Write out again, exactly, the lines below starting at the one with "Where can you spot the small" and ending at the one with "Where can you spot the sunglasses".

(Stored dataset items)
····················
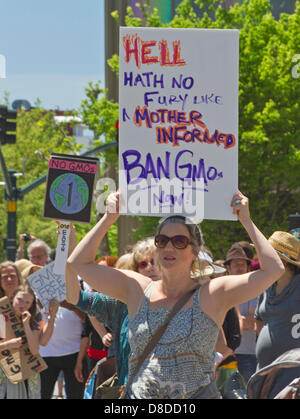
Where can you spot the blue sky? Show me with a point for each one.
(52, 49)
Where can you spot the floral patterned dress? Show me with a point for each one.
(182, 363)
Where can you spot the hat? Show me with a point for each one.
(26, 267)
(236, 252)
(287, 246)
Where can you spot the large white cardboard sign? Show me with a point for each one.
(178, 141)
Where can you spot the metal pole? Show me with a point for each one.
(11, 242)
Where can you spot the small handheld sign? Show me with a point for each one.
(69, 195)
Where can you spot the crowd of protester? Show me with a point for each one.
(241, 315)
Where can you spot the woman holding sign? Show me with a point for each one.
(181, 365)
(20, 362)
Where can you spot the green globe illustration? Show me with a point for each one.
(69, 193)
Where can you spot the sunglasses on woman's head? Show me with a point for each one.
····················
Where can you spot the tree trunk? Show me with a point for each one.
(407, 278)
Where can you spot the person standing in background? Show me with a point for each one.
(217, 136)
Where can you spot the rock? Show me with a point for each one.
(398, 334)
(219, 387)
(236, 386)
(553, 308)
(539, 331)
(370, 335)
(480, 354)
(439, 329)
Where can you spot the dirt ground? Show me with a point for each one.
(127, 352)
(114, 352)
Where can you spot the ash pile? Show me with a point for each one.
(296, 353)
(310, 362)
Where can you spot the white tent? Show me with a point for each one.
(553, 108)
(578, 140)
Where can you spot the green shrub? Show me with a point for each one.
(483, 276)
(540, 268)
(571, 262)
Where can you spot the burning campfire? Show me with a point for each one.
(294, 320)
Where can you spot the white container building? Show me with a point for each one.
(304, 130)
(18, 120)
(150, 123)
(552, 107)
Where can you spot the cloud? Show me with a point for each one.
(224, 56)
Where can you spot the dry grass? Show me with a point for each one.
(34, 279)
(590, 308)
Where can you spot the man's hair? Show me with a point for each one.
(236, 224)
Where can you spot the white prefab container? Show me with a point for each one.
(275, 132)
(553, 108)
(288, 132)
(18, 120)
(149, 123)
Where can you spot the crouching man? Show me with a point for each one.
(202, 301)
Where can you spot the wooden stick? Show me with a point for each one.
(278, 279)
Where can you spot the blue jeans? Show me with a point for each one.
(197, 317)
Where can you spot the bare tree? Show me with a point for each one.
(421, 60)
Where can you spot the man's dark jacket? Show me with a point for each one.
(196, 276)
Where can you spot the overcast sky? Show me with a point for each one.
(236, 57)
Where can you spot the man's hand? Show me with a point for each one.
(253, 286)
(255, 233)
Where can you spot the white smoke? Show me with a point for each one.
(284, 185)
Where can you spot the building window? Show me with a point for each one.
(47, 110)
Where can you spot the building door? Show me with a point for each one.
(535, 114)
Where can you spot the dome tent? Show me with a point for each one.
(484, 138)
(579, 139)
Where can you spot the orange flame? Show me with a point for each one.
····················
__Final answer__
Where can you spot the small handheld sign? Show me with a point for each one.
(69, 195)
Where can you spot the crowd of protester? Show me with a point for each one.
(241, 315)
Where can you spot the woman holding sign? Show me with a point for each one.
(181, 365)
(20, 362)
Where can you spot the green globe illustration? Show me with a point for each one.
(69, 193)
Where can you spot the sunglasses on woman's head? Show me with a point for each one.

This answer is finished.